* Exercise description
Copy every line of the listing below word for word, leaving out the pictures.

* Collected data entries
□ □ □ □ □ □ □

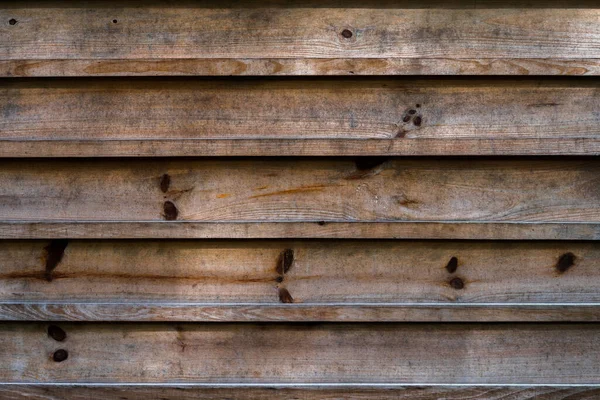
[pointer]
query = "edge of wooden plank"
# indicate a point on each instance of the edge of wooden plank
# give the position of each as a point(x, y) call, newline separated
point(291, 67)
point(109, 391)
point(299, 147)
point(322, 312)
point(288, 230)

□ □ □ □ □ □ □

* Written reply
[pointer]
query = "edge of wooden plank"
# indicate a point on each instance of the edge of wooden plank
# give the position of each as a point(x, y) call, newline separated
point(291, 67)
point(109, 391)
point(299, 147)
point(322, 312)
point(288, 230)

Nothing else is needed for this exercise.